- _Instructions to follow_
The records that follow must be printed exactly as they are.

(Entries taken from a collection)

════════

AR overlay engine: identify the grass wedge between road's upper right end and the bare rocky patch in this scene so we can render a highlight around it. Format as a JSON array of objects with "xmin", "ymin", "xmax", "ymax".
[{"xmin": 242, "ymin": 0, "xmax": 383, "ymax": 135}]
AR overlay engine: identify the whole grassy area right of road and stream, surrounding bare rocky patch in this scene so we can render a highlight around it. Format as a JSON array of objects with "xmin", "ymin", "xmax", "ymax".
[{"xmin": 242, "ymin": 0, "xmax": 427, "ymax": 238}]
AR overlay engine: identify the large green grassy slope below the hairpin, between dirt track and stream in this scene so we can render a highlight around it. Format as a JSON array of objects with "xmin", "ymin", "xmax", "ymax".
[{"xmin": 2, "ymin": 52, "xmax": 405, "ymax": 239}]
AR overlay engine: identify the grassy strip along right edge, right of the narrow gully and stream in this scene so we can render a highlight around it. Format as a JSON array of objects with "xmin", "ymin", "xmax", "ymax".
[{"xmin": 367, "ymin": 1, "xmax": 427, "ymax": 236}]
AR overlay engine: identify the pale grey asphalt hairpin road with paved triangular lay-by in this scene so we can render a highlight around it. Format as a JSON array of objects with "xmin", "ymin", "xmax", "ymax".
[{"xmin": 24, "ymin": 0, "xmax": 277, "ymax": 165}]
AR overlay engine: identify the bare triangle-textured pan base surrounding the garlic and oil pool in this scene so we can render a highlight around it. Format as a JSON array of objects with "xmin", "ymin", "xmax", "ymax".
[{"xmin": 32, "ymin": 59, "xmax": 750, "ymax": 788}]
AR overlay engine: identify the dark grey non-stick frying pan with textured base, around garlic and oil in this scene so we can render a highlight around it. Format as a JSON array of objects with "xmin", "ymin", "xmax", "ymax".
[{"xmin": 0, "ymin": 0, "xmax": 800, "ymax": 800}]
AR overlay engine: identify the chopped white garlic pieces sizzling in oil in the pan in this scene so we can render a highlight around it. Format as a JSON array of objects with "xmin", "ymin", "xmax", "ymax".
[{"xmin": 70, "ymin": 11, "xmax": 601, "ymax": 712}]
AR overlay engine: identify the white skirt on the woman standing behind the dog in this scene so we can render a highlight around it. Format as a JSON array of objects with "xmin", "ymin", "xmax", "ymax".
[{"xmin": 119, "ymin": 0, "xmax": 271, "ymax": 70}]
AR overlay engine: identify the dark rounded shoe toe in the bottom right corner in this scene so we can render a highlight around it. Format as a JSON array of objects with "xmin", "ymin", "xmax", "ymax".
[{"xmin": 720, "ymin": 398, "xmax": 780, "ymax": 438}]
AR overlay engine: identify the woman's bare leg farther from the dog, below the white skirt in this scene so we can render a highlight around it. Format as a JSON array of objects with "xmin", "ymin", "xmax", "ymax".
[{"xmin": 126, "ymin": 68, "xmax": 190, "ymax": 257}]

════════

- _Final answer_
AR overlay engine: identify the grass wedge between road's upper right end and the bare rocky patch in this scene so we can render a highlight around it. Format as a JSON array of objects with "xmin", "ymin", "xmax", "ymax".
[{"xmin": 242, "ymin": 0, "xmax": 383, "ymax": 135}]
AR overlay engine: identify the whole grassy area right of road and stream, surrounding bare rocky patch in this scene so we can render a highlight around it. Format as a JSON array of objects with "xmin", "ymin", "xmax", "ymax".
[{"xmin": 242, "ymin": 0, "xmax": 427, "ymax": 238}]
AR overlay engine: identify the large green grassy slope below the hairpin, between dirt track and stream in this scene so we can render a highlight around it. Format as a JSON array of objects with "xmin", "ymin", "xmax", "ymax".
[{"xmin": 2, "ymin": 52, "xmax": 405, "ymax": 239}]
AR overlay engine: identify the grassy strip along right edge, right of the narrow gully and stream in this scene so we can render a highlight around it. Format as a JSON array of objects with "xmin", "ymin", "xmax", "ymax".
[{"xmin": 367, "ymin": 1, "xmax": 427, "ymax": 236}]
AR overlay engine: identify the pale grey asphalt hairpin road with paved triangular lay-by in this scene so we can render a highlight around it. Format as a JSON array of objects with "xmin", "ymin", "xmax", "ymax".
[{"xmin": 24, "ymin": 0, "xmax": 277, "ymax": 165}]
AR overlay engine: identify the bare triangle-textured pan base surrounding the garlic and oil pool in this scene so we can render a highlight around it. Format as a JSON array of objects with "xmin", "ymin", "xmax", "ymax".
[{"xmin": 32, "ymin": 59, "xmax": 750, "ymax": 788}]
AR overlay engine: identify the dark grey non-stick frying pan with textured base, around garlic and oil in this scene so we can render a highlight around it. Format as a JSON array of objects with "xmin", "ymin", "xmax", "ymax".
[{"xmin": 0, "ymin": 0, "xmax": 800, "ymax": 800}]
AR overlay engine: identify the chopped white garlic pieces sizzling in oil in the pan in this scene so we can render a highlight around it. Format as a JSON array of objects with "xmin", "ymin", "xmax", "ymax".
[{"xmin": 70, "ymin": 11, "xmax": 601, "ymax": 712}]
AR overlay engine: identify the white skirt on the woman standing behind the dog in this scene so we can render a highlight around it. Format as a JSON array of objects with "xmin", "ymin", "xmax", "ymax".
[{"xmin": 119, "ymin": 0, "xmax": 271, "ymax": 70}]
AR overlay engine: identify the dark rounded shoe toe in the bottom right corner in this scene so we can render a highlight around it. Format as a JSON array of objects with "xmin", "ymin", "xmax", "ymax".
[{"xmin": 720, "ymin": 398, "xmax": 780, "ymax": 438}]
AR overlay engine: identify the woman's bare leg farther from the dog, below the white skirt in this scene so we can render a highlight around it. Format as a JSON array of objects with "xmin", "ymin", "xmax", "ymax".
[{"xmin": 126, "ymin": 68, "xmax": 190, "ymax": 257}]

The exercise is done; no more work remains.